DIRECTIONS | Reproduce the material below in full, substituting "point" for every occurrence of "marker" and leaving all other text unaltered.

ROWS |
• • •

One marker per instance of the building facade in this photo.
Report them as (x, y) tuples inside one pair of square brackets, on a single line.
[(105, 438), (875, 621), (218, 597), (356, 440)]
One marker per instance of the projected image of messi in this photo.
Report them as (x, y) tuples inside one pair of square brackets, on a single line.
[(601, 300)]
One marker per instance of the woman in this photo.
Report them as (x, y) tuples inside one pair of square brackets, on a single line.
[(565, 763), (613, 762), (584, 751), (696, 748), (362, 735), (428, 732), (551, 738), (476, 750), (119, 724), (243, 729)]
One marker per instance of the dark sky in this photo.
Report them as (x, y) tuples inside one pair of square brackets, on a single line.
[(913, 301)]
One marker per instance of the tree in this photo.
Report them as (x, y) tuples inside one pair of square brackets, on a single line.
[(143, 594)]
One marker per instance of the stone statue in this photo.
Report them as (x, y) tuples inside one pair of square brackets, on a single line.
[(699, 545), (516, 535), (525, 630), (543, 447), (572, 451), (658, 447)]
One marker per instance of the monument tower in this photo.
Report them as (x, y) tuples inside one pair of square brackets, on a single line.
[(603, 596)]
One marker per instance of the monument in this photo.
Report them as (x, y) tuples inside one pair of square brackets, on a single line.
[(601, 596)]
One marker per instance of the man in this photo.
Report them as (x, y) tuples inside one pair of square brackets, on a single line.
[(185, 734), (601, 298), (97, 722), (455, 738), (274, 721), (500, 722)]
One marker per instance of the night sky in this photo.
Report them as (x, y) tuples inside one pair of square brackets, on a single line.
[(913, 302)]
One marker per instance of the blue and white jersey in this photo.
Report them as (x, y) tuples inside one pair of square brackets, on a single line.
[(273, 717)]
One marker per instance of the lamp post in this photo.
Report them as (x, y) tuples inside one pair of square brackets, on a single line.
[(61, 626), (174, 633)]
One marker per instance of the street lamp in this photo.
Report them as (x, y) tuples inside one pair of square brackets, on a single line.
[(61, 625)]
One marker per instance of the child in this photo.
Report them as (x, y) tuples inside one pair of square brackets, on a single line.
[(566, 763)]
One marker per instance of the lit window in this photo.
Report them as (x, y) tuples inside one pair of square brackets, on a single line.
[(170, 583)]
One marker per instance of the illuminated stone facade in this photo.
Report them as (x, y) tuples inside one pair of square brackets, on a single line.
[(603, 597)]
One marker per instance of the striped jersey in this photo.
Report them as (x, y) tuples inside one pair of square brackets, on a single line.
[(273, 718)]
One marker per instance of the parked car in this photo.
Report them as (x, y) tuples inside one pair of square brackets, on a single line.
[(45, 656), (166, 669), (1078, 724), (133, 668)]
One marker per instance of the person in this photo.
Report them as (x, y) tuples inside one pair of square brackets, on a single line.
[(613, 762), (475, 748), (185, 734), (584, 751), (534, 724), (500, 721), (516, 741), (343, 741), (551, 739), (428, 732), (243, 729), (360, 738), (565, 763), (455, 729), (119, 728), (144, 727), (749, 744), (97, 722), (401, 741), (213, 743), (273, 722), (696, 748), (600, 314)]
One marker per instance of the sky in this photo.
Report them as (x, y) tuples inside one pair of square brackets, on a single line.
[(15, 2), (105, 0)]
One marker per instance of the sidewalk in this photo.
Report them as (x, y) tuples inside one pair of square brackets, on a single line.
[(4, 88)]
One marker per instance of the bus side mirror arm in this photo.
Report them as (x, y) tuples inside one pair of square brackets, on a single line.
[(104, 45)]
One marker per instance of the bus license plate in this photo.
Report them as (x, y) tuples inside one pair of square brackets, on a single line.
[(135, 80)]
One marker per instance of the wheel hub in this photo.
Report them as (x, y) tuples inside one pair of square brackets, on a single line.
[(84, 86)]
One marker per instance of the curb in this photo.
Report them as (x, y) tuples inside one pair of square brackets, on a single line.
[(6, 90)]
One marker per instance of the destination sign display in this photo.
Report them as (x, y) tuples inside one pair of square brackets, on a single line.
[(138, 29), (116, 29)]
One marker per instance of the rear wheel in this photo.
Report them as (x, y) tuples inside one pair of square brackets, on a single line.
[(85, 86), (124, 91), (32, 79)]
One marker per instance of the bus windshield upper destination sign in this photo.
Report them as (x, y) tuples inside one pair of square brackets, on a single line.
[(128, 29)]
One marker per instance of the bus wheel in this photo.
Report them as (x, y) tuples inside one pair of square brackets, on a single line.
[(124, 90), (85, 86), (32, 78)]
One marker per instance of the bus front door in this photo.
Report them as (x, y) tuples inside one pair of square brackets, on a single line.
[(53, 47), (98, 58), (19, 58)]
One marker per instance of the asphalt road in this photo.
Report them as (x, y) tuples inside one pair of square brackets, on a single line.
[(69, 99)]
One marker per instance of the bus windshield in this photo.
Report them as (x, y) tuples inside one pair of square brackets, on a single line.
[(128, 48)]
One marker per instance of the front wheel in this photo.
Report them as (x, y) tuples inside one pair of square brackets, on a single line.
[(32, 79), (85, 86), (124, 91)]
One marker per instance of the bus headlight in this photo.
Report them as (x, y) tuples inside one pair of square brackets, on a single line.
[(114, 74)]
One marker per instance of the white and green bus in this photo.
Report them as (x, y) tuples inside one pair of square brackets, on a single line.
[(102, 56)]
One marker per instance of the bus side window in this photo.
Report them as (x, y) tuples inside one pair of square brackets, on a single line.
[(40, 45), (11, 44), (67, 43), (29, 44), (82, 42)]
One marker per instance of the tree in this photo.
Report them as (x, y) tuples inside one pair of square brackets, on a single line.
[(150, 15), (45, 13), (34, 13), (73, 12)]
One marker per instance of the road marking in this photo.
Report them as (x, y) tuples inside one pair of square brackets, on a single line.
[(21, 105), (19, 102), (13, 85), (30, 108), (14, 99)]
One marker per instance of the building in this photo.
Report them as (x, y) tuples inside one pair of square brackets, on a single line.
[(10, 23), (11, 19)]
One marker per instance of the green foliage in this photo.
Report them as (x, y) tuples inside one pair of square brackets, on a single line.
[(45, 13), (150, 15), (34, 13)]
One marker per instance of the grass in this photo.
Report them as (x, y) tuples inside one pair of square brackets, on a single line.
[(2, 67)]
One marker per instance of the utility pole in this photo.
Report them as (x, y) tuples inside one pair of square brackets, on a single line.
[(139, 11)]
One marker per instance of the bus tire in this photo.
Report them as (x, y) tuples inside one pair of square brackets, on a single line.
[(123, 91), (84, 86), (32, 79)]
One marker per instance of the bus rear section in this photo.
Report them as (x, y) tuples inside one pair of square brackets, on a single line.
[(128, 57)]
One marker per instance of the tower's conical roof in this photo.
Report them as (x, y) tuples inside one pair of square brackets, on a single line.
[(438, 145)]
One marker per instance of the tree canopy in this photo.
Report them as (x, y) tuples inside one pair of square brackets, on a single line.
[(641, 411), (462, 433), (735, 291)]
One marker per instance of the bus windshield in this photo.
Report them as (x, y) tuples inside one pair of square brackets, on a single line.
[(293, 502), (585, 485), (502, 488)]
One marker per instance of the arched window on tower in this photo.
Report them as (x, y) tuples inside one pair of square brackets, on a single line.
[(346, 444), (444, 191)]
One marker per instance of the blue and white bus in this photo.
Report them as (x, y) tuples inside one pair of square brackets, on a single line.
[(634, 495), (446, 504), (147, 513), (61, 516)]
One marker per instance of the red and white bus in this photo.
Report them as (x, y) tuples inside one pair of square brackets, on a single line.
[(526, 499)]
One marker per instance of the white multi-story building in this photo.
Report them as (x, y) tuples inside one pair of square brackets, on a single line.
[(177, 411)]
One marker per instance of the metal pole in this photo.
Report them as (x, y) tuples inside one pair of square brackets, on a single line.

• • •

RESULT FOR THIS EXERCISE |
One point per instance of the building facade in this photo.
Report them as (x, y) tuples inside one pair of square brackets, on a single line.
[(105, 438), (875, 621), (218, 597), (356, 440)]
One point per instance of the projected image of messi in this photo.
Report them as (x, y) tuples inside one pair of square brackets, on a single line.
[(601, 300)]
One point per instance of the woman in this photo.
Report them as (x, y) tuples inside one pair of square brackets, on a single line.
[(565, 763), (613, 762), (584, 751), (696, 748), (362, 735), (428, 732), (551, 738), (476, 750), (119, 724), (243, 729)]
One point per instance of the dark sky in this photo.
Report them as (x, y) tuples inside one pair of square brackets, on a single line.
[(913, 301)]
One point per instance of the tree in this photo.
Report them as (x, y) tuples inside one pair of square brackets, on a single line.
[(143, 594)]
One point per instance of the stone statue in this photo.
Report them as (x, y) tuples inside one pair of square brackets, on a single line.
[(699, 545), (516, 535), (525, 630), (543, 447), (572, 451), (658, 447)]
One point per instance of the monument tower in this photo.
Report them as (x, y) tuples inside one pair of square brackets, on a single line.
[(603, 596)]
One point per instance of the monument in this photo.
Report them as (x, y) tuples inside one pair of square brackets, on a single line.
[(601, 596)]
One point per instance of the man in this photo.
Report them as (x, y) tuples inside one pair of square brackets, on a single line.
[(185, 734), (601, 298), (97, 722), (455, 738), (274, 721), (500, 722)]
One point per instance of the night sky in this photo.
Report them as (x, y) tuples inside one pair of square brackets, on a single line.
[(913, 302)]
One point per instance of the blue and white jersey in this photo.
Report them as (x, y) tuples inside one pair of square brackets, on a single line.
[(273, 717)]
One point per instance of the lamp post in this photo.
Report them as (x, y) tuples inside one pair of square brackets, on a single line.
[(61, 626), (174, 633)]
One point per instance of the street lamp in this photo.
Report them as (x, y) tuples inside one pair of square brackets, on a single line.
[(61, 625)]
One point per instance of the child in this photo.
Report them as (x, y) tuples inside one pair of square brackets, on a single line.
[(566, 763)]
One point per instance of the lit window in this photo.
Report them as (x, y) tuples inside one pair of square brackets, on a single line.
[(170, 583)]
One point per instance of the illuminated stone facade in this photo.
Report them as (x, y) tuples inside one pair of square brackets, on a single line.
[(603, 597)]
One point per instance of the striped jersey in this photo.
Report them as (x, y) tuples inside one pair of square brackets, on a single line.
[(273, 718)]
One point per instance of the parked car in this photo.
Report them as (x, y) tuples inside one pair of square brackets, on a single line.
[(45, 656), (166, 669), (1078, 724), (133, 668)]
One point per instance of the person in this photo.
Report them as (x, y) tuples inside one pair of square brackets, on a single line.
[(613, 762), (475, 748), (185, 734), (584, 751), (534, 724), (500, 721), (516, 741), (343, 741), (551, 739), (428, 732), (243, 729), (360, 738), (565, 763), (455, 729), (119, 728), (144, 727), (749, 744), (97, 722), (401, 741), (213, 743), (273, 722), (696, 748), (600, 314)]
One point per instance of the sky in this photo.
Report them as (x, y) tuples inside one pair of square brackets, on a single line.
[(15, 2), (105, 0)]
One point per instance of the sidewalk in this photo.
Report them as (x, y) tuples inside one pair of square brackets, on a single line.
[(4, 88)]
One point per instance of the bus side mirror arm in this photo.
Report them as (x, y) tuples inside one pair of square brackets, on a single line.
[(104, 45)]
One point per instance of the bus license plate in this photo.
Report them as (x, y) tuples inside one pair of square brackets, on a single line.
[(135, 80)]
One point per instance of the wheel hub in this photo.
Report them as (x, y) tuples inside one pair of square brackets, on a single line.
[(84, 86)]
One point per instance of the curb in this photo.
Report them as (x, y) tuples inside one pair of square brackets, on a single line.
[(6, 90)]
One point per instance of the destination sign display in this photo.
Report them as (x, y) tuples inside one pair of square brackets, on a single line.
[(138, 29), (116, 29)]
One point per instance of the rear wheel in this photo.
Report them as (x, y) tuples inside one pair of square brackets, on a single line.
[(85, 86), (124, 91), (32, 79)]
One point per instance of the bus windshield upper destination sign in this photo.
Report them as (x, y) tuples inside one pair of square brackets, on a single line.
[(128, 29)]
One point per instance of the bus wheel in this photo.
Report them as (x, y) tuples inside one pair of square brackets, on a single line.
[(124, 90), (85, 86), (32, 78)]
One point per instance of the bus front door in this photo.
Report them as (x, y) tuples inside one pair of square brackets, on a single line.
[(53, 47), (98, 58), (19, 58)]
One point per instance of the asphalt road in this photo.
Report them as (x, y) tuples inside one pair of square brackets, on a single line.
[(69, 99)]
One point per instance of the bus windshield in this photo.
Report them as (x, y) tuples inside one pair of square brackets, on a single line.
[(128, 48)]
One point per instance of the front wheel in this photo.
Report them as (x, y) tuples inside one pair of square brackets, on a single line.
[(32, 79), (85, 86), (124, 91)]
One point per instance of the bus headlight in this photo.
Report them as (x, y) tuples inside one pair of square brackets, on a single line.
[(114, 74)]
One point per instance of the white and green bus in this photo.
Report them as (x, y) tuples inside one pair of square brackets, on a single line.
[(102, 56)]
One point per instance of the bus side window in this photo.
Report them as (x, y) tuples inside one pair of square brackets, on a single line.
[(40, 45), (11, 44), (67, 43), (29, 44), (82, 42)]
One point per instance of the tree in this photo.
Report them as (x, y) tuples inside one pair of square brackets, on a single line.
[(150, 15), (45, 13), (34, 13), (73, 12)]
One point per instance of the road marking in this photo.
Report them as (x, y) tuples inside one pair of square brackets, on a single line.
[(21, 105), (19, 102), (13, 85), (30, 108), (14, 99)]
One point per instance of the building in this photo.
Report them as (x, y) tuples inside one pair of square brackets, on a single line.
[(10, 23), (11, 19)]
One point per instance of the green foliage in this photo.
Report them as (x, y) tuples inside one pair of square brackets, on a single line.
[(45, 13), (150, 15), (34, 13)]
One point per instance of the grass in this photo.
Report them as (x, y) tuples inside one pair of square brackets, on a single line.
[(2, 67)]
One point per instance of the utility pole in this photo.
Report them as (x, y) tuples inside one pair of square brackets, on a single line.
[(139, 11)]
One point per instance of the bus tire in this photo.
Report them as (x, y) tuples inside one pair of square brackets, on a single line.
[(123, 91), (84, 86), (32, 79)]
One point per instance of the bus rear section in this photo.
Report them as (x, y) tuples inside one pair of square brackets, on a single line.
[(128, 57)]
One point per instance of the tower's conical roof in this photo.
Report them as (x, y) tuples inside one pair of square brackets, on a single line.
[(438, 145)]
One point per instance of the tree canopy in this photo.
Report them as (x, y) tuples inside one pair of square brackets, on a single line.
[(641, 411), (462, 433), (735, 291)]
One point per instance of the bus windshield in this photo.
Report them as (x, y) tuples inside one pair of square brackets, on a single line.
[(293, 502), (585, 485), (502, 488)]
One point per instance of the arched window on tower in this photo.
Report them as (x, y) tuples inside one pair of square brackets, on a single line.
[(346, 444), (444, 191)]
One point per instance of the blue and white bus in this photo.
Report them as (x, y) tuples inside one pair of square brackets, on a single line.
[(634, 495), (446, 504), (147, 513), (61, 516)]
One point per instance of the red and white bus in this photo.
Report them as (x, y) tuples inside one pair of square brackets, on a single line.
[(526, 499)]
One point per instance of the white multi-story building in this photo.
Report them as (x, y) tuples inside one pair of square brackets, on a single line.
[(177, 411)]
One point per instance of the metal pole in this photo.
Report them as (x, y) tuples inside one pair of square brackets, on a single line.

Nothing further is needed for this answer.